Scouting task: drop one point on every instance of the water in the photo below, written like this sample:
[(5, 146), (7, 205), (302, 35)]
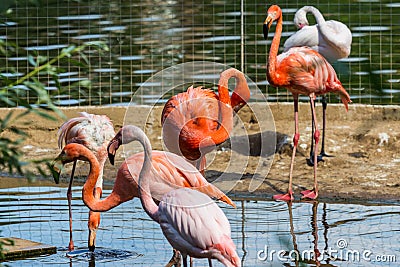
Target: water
[(148, 36), (266, 233)]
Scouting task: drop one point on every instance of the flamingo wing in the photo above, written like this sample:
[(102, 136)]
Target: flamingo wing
[(194, 104), (190, 219), (170, 172), (306, 71), (342, 38)]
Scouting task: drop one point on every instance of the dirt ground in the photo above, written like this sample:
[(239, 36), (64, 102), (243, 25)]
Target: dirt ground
[(364, 143)]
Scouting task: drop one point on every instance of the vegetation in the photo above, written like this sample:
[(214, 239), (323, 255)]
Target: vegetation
[(40, 102)]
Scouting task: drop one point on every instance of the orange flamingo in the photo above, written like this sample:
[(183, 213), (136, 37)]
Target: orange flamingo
[(172, 172), (301, 70), (190, 220), (94, 132), (197, 120)]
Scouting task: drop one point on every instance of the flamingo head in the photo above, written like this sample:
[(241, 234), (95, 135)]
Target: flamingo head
[(273, 13), (300, 18), (113, 146), (70, 153)]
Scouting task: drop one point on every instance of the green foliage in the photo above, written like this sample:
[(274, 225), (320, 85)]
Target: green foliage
[(40, 102)]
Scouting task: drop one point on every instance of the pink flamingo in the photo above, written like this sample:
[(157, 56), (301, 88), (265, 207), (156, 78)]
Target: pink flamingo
[(94, 132), (332, 39), (172, 172), (197, 120), (301, 70)]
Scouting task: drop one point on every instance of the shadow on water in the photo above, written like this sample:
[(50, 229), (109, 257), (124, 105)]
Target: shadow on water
[(266, 233)]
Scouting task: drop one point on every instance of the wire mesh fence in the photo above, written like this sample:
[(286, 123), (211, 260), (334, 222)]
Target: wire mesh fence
[(260, 229), (146, 37)]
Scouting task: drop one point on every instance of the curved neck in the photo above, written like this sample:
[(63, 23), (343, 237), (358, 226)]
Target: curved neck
[(318, 16), (241, 94), (322, 26), (226, 112), (90, 201), (273, 53)]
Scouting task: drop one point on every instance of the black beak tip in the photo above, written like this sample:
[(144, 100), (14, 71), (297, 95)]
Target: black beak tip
[(265, 31)]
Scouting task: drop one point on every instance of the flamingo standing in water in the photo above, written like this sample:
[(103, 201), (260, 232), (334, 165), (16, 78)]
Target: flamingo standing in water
[(197, 120), (332, 39), (172, 172), (94, 132), (301, 70)]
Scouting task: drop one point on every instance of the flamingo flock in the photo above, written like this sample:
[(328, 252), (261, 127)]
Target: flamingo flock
[(171, 185)]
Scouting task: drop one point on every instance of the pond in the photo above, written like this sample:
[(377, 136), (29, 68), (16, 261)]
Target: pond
[(266, 233), (146, 37)]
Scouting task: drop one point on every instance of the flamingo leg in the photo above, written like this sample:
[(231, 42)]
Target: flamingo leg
[(201, 165), (94, 221), (184, 257), (310, 161), (175, 260), (69, 199), (313, 193), (289, 195), (324, 106)]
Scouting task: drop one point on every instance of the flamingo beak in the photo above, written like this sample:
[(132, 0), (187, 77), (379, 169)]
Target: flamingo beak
[(112, 149), (267, 24), (57, 166)]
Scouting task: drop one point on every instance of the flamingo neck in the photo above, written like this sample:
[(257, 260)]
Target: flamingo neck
[(90, 201), (273, 53), (241, 94)]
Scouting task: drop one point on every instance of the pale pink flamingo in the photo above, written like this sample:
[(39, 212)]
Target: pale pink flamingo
[(197, 120), (172, 172), (94, 132), (332, 39), (301, 70)]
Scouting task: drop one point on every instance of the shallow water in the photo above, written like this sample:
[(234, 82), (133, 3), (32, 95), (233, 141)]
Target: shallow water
[(352, 234)]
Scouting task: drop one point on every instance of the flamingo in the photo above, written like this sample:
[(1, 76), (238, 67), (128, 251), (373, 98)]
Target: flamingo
[(301, 70), (332, 39), (192, 223), (197, 120), (94, 132), (172, 172)]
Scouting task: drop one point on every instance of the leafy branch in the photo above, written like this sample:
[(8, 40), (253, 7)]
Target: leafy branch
[(43, 105)]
-------
*About this task:* While leaving pictures out, reproduce exactly the lines from the beginning of the listing above through the line containing "[(239, 36), (64, 102), (243, 25)]", both ends included.

*The answer:*
Scouting task: drop one point on every instance of the water in the photo below, written like this sample:
[(5, 146), (7, 205), (302, 35)]
Target: water
[(148, 36), (266, 233)]
Scouting task: drop one point on every instance of the flamingo wing in the photo above, written like this sample:
[(102, 136)]
Target: flamingo wing
[(194, 104), (190, 219), (170, 172), (306, 71), (342, 38)]
Scouting task: drop one point on every instance of the dirt ground in the photo above, written like this sample:
[(239, 36), (64, 102), (243, 25)]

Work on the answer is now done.